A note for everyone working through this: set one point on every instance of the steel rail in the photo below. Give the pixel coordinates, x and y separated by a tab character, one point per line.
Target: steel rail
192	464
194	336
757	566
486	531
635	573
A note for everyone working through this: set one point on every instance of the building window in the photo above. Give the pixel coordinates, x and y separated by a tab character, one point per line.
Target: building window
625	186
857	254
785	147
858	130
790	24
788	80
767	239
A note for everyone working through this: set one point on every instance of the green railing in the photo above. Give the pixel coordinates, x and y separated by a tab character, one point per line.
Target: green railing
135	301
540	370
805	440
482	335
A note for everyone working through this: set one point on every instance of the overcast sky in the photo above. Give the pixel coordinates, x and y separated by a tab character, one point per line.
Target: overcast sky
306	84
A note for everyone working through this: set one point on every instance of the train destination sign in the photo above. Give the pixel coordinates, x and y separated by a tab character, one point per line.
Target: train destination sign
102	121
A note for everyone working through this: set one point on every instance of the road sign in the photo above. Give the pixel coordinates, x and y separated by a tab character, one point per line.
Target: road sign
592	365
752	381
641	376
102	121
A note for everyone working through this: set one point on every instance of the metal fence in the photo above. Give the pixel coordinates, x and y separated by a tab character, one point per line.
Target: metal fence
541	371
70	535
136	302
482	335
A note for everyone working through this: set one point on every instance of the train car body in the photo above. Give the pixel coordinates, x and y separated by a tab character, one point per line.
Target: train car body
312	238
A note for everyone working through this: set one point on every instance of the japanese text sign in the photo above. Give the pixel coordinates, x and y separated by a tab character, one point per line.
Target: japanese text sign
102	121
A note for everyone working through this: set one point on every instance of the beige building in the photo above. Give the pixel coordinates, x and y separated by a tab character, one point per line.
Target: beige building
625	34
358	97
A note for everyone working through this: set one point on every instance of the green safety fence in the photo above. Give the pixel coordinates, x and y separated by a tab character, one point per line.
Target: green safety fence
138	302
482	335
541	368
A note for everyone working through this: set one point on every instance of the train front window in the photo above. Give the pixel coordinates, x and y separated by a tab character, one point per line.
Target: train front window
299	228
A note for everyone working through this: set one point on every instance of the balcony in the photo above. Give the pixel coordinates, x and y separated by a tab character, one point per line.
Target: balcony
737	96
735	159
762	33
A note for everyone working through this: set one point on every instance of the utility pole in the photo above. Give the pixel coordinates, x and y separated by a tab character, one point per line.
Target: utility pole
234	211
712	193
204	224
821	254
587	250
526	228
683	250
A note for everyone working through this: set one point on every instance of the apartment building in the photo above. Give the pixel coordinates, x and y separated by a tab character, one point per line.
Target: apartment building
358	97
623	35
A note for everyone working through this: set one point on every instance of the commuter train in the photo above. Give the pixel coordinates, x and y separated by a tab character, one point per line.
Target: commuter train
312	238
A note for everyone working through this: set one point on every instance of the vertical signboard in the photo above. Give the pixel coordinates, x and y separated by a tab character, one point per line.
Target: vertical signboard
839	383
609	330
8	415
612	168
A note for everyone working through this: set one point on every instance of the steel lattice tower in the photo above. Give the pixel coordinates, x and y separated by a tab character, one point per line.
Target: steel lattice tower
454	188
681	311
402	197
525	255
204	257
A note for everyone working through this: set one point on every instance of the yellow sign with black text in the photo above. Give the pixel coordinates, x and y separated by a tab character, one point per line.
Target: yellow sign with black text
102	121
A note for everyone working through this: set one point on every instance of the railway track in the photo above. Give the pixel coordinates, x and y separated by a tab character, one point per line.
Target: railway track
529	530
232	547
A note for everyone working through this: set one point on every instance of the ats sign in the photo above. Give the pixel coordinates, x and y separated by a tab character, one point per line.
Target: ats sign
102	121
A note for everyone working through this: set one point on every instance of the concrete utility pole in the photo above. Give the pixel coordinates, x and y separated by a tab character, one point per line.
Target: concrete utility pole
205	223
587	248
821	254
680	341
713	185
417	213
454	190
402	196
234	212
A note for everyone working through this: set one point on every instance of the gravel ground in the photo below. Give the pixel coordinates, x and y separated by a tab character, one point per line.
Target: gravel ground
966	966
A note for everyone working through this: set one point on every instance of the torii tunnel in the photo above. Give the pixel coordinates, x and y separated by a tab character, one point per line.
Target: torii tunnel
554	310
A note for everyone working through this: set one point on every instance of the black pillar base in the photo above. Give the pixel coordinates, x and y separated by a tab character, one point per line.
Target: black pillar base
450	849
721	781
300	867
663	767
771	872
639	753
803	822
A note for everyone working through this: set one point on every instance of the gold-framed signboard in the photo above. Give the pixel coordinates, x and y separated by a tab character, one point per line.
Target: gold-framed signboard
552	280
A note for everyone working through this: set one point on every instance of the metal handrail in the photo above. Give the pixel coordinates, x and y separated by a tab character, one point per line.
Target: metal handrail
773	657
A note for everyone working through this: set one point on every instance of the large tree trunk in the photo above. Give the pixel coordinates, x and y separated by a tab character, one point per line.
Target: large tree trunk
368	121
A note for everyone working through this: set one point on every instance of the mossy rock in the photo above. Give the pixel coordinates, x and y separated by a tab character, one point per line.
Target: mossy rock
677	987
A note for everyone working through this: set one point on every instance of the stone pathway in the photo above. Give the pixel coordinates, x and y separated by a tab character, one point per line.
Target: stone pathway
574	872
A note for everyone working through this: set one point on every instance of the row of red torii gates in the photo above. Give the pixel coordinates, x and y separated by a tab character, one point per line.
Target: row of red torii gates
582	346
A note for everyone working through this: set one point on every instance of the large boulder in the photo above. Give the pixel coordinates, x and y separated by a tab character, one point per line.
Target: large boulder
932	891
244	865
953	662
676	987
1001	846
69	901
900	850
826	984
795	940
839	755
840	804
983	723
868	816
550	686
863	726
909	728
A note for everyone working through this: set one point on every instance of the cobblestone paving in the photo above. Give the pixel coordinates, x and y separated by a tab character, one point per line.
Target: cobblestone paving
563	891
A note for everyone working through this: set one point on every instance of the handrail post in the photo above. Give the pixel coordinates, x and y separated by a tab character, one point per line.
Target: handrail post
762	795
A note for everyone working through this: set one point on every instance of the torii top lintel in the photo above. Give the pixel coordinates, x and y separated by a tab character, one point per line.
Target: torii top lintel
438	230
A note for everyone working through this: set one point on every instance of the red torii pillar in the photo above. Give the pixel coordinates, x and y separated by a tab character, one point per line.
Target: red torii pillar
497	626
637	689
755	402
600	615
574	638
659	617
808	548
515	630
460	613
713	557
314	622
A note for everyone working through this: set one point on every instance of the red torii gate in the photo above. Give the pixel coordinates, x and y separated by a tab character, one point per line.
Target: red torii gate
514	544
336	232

☆ ☆ ☆ ☆ ☆

What you should do: Each entry is to be retyped precisely as it stands.

Written response:
A note for everyone working through this: set one point on every instance of the steel rail in the photo below. Give the pixel coordinates, x and y separated by a tab character, one point per line.
Target: steel rail
192	464
194	336
757	566
486	531
635	573
A note for everyone working through this: set one point on every instance of the building window in the photo above. Give the pixel coordinates, x and y separated by a tab character, one point per line.
Target: building window
625	186
857	254
785	147
858	130
790	24
788	80
767	239
A note for everyone working through this: set one point on every instance of the green railing in the photo above. Give the pixel coordinates, x and y separated by a tab character, one point per line.
Target: green railing
135	301
540	370
805	440
482	335
A note for everyone working through this: set one point on every instance of the overcast sky in the photo above. Give the pixel coordinates, x and y separated by a tab character, one point per line.
Target: overcast sky
306	84
A note for everyone working through this: set one point on every instance of the train destination sign in the photo above. Give the pixel coordinates, x and y separated by a tab character, one point per line.
Target: train destination sign
102	121
A note for everyone working through this: set one point on every instance of the road sign in the photo above. Give the pixel coordinates, x and y separated by a tab character, one point per line.
Target: road sign
592	365
752	381
641	376
102	121
A note for everyone working through this: set one point on every instance of the metal fence in the photo above. Give the pixel coordinates, x and y separated by a tab character, one point per line.
Target: metal fence
541	371
70	535
136	302
482	335
A note for everyone working through this: set one point on every instance of the train car body in the photo above. Give the pixel coordinates, x and y separated by a tab character, one point per line.
Target: train car body
312	238
A note for everyone working through this: set one point on every instance of the japanese text sign in the photo above. Give the pixel coordinates, x and y separated by a tab character, one point per line.
Target: japanese text sign
102	121
A note for everyone working through this: set one point on every instance of the beige building in the photo above. Give the pixel coordinates, x and y separated by a tab character, one point per line.
Target: beige building
625	34
358	97
A note for everyone working through this: set one point on every instance of the green safety fence in the photo above. Give the pixel coordinates, x and y separated by a tab character, one point per line.
Target: green safety fence
138	302
482	335
541	368
A note for everyone working through this: set one point on every instance of the train front window in the photo above. Give the pixel coordinates, x and y separated by a tab character, one point per line.
Target: train front window
299	228
A note for everyone working through this: set one point on every instance of the balcony in the photo above. Give the pixel coordinates, x and y separated by a tab character, one point per line.
Target: balcony
737	96
735	159
762	33
A note for everyone working through this: set one point on every instance of the utility pole in the photo above. Give the pixel coordinates, x and y separated by a tab character, one point per line.
Target: utility pole
234	211
712	193
204	224
821	254
587	250
526	228
683	250
A note for everyone working through this: set one point on every instance of the apartment building in the photo above. Give the pixel coordinates, x and y separated by a tab character, one point per line.
Target: apartment building
358	97
623	35
A note for everyone working through this: set one point on every instance of the commuter train in the photo above. Give the pixel coordinates, x and y separated by a tab character, one point per line.
Target: commuter train
312	238
A note for everyone working through this: set one point on every instance of the vertical signboard in the photo above. Give the pixel coordinates, x and y separated by a tab character, one point per line.
Target: vertical signboard
839	383
609	330
8	415
612	168
A note for everyone working through this: set one point on every instance of the steel lattice tower in the photo above. Give the pixel coordinates, x and y separated by a tab character, one point per line.
Target: steel lattice tower
454	188
681	311
402	197
525	255
204	257
A note for everyone working through this: set one point on every instance of the yellow sign with black text in the photo above. Give the pixel coordinates, x and y separated by a tab character, one point per line.
Target: yellow sign with black text
102	121
A note for everyone working through this: set one point on every instance of the railway track in the photo above. Give the pixel coordinates, x and y separated by a tab character, one point per line.
Target: railway track
529	530
232	547
A note for everyone working through this: set one point on every instance of the ats sign in the photo above. Give the pixel coordinates, x and y separated by a tab character, one point per line.
Target: ats sign
102	121
A note for everyone working through this: set one point on every instance of the concrete utility pole in the photo above. Give the pixel coordinates, x and y separated by a tab character, one point per line.
Target: concrete utility pole
205	223
587	248
821	254
680	341
713	185
417	213
454	190
402	196
234	212
A note for everyone working through this: set one point on every instance of the gravel ground in the photo below. Give the pixel coordinates, x and y separated by a tab character, one point per line.
Target: gravel ground
966	966
A note for everyone working through this: set one point on every instance of the torii tunnel in the photo above. Give the pixel coordinates, x and y separated by a tab character, one point per line.
Target: torii tunnel
554	310
A note for everyone working through this: set one point on every instance of the black pillar base in the photo above. Give the pixel coordinates, x and y separated by a tab character, one point per line.
Target: black pillar base
450	849
721	781
300	867
663	767
771	872
639	753
803	822
A note for everyone working through this: set one point on every instance of the gold-framed signboard in the photo above. Give the pixel coordinates, x and y separated by a tab character, one point per line.
Target: gold-framed signboard
552	280
A note for everyone working through this: set one point on every instance of the metal handrail in the photo above. Give the pixel coordinates, x and y separated by a tab character, one point per line.
Target: metal handrail
773	657
A note for everyone working through this: set one point on every instance of the large tree trunk in the photo above. Give the pixel coordinates, x and y separated by a tab character, one point per line.
Target: large tree trunk
368	121
A note for everyone working through this: set one point on every instance of the mossy rock in the photo above. Give the pixel coordinates, x and y separated by a tab character, one point per line.
Target: mossy rock
677	987
A note for everyone working through this: set one point on every instance of the stone pathway in the photo above. Give the pixel coordinates, x and y separated by a tab character, one point per line.
Target: stone pathway
574	872
A note for everyone working through this: set one point on every instance of the row of red torii gates in the photo above. Give the pixel coordinates, x and y separated by a tab character, one point per line.
Target: row of red torii gates
582	346
A note for everyone working through this: set one point on every instance of the large boulder in the photo above. Give the pixel coordinates, x and y separated by a tab character, one point per line.
Target: large boulder
932	891
244	865
953	662
676	987
1001	846
69	901
900	850
826	984
795	940
839	755
840	804
983	723
868	816
550	686
863	726
909	728
A note for everyone working through this: set one point on every instance of the cobblestone paving in the photo above. Give the pixel coordinates, x and y separated by a tab character, one point per line.
Target: cobblestone paving
563	891
A note for everyone working through this: set one point on every instance of the handrail post in the photo above. Give the pixel coordinates, x and y separated by a tab character, one point per line.
Target: handrail post
762	795
A note for everyone working through this: set one point on every instance of the torii top lintel in the photo above. Give the pixel coordinates, x and y separated by a tab character, one point per line.
Target: torii top lintel
438	230
A note for everyone working through this: set one point on every instance of the red torii pillar in the photo above. Give the pixel coordinates, x and y separated by a tab character, one point per line.
Target: red torii pillar
497	626
637	689
755	402
600	615
574	638
659	617
808	548
515	630
460	613
713	557
314	622
A note for everyone working through this: set one point on every instance of the red torii gate in the photo above. Give the pixel coordinates, x and y separated by a tab character, one point per line.
Target: red torii gate
514	544
336	232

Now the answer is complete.